Top of Records supplied

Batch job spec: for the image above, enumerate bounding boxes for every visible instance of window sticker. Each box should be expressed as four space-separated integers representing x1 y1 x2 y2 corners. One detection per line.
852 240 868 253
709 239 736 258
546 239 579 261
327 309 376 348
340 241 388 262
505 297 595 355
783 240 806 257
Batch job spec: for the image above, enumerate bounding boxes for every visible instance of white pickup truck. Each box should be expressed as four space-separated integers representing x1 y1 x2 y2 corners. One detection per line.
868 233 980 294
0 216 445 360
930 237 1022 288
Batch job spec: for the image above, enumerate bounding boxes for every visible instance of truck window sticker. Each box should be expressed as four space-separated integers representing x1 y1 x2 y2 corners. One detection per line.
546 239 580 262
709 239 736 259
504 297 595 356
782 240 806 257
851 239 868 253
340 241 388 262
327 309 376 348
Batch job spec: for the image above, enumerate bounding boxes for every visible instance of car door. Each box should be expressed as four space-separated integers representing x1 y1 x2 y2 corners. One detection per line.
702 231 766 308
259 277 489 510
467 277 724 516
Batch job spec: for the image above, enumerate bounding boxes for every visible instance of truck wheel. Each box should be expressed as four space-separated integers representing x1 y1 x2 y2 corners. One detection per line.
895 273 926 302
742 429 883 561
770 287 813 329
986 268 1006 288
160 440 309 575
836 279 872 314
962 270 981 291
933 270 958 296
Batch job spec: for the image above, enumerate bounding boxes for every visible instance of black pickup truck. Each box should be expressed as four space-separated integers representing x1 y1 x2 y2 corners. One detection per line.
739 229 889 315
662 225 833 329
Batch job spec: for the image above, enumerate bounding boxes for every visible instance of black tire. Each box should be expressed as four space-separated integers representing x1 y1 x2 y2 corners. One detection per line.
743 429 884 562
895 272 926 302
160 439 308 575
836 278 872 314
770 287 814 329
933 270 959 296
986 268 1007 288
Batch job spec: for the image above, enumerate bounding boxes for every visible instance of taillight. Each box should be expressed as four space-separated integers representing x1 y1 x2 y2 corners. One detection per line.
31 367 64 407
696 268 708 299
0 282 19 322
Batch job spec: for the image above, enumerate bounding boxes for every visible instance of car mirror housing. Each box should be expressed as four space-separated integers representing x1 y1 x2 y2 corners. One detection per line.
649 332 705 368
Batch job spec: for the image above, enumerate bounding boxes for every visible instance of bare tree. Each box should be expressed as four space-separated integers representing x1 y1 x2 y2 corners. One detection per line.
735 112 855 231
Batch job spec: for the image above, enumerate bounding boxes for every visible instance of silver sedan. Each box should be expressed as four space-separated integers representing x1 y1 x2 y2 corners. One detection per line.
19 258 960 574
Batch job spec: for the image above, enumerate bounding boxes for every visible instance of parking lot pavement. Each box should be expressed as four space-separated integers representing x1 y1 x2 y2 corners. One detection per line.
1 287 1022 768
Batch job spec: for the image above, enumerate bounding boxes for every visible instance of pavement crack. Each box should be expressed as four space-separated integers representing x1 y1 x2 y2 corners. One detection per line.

Bottom of Records supplied

Task brief -
Quote all the records exactly, please, leaving none out.

Problem solution -
Batch job spec: for the image above, enumerate bounding boxes for every visible instance of window sticker. Each box should be expressed as four space-separated integers representing x1 y1 x2 y2 corners. One detection per line.
852 240 868 253
709 239 736 258
546 239 579 261
327 309 376 348
340 241 388 262
505 297 595 355
783 240 806 257
Batch job spec: for the image above, enumerate bounding boxes for every visible instance of white pickup truck. Each box should be expressed as four space-separated integers representing x1 y1 x2 y2 corners. One detection per line.
868 233 980 294
0 216 445 360
930 237 1022 288
Batch job spec: for the image above, enumerate bounding boxes for every visible instance of truck window sticker. Each box should be expressed as four space-separated integers representing x1 y1 x2 y2 corners. One detection per line.
546 239 580 262
709 239 736 259
504 297 595 356
782 240 806 257
851 239 868 253
340 241 388 262
327 309 376 348
Batch job spec: for the image above, enumerate bounding boxes for every visible instance of car door. Each box should be expressed as four space-separated integers representing x1 y1 x2 y2 corners. One detection per line.
702 231 766 308
259 277 489 510
467 277 724 516
Batch job spec: for the image above, enumerate bounding boxes for every visible instance of truck wheel. Each box should be expressed as four space-separated integers representing x1 y1 x2 y2 corners. One detection per line.
895 273 926 302
742 429 883 561
770 287 813 329
986 268 1006 288
160 440 309 575
836 279 872 314
962 270 981 291
933 270 958 296
Batch job spec: for the image above, enumerate bounding boxes for every visible instance of black pickup truck. Each box should be expressed as four space-separated integers representing x1 y1 x2 y2 corners. One detection per line.
739 229 889 315
662 225 833 329
Batch job spec: for the image above, enumerate bounding boxes for every visible instance of black tire. Each box should be expressed as four space-separated integers representing x1 y1 x2 y2 corners. One detection per line.
743 429 884 562
895 272 926 302
160 439 308 575
836 278 872 314
770 287 814 329
933 270 959 296
986 268 1007 288
Batch job spec: for the image above, enumerate bounding boxes for every visible instance of taillight. Each box should be expressed as four space-separated integers representing x1 y1 x2 y2 corners. One detection per line.
31 367 64 407
696 268 708 299
0 282 19 322
Batch job spec: for the image above, enumerate bounding boxes for every visible instance of car mirror housing. Each box should be expressed as four space-separated integers representing x1 y1 x2 y2 corners. One detection per line.
649 332 705 368
Batch job spec: for the image above, enumerate bounding boxes for every visible instance of bare tree. Each box should be expressed as four space-separated integers representing x1 y1 x2 y2 corners. One detection per line.
735 112 855 231
Batch job spec: for the image above, enumerate bounding boxes for every visible instance of silver sedan. Each box should be expressed as four space-separated integers representing x1 y1 x2 y2 corners. One detection per line.
19 258 960 574
Batch job spec: for the image above, enumerate bounding boxes for every visible instance of parking lot pavement. Each box should be expressed as four space-separated integers representing x1 y1 x2 y2 corners. One detection per line.
1 287 1022 768
Batch job spec: for the image above, enumerate bounding boxes for every visible instance of pavement crack. Each box should be expressed as four space-separated integers representing x1 y1 x2 y2 corners. One detection per line.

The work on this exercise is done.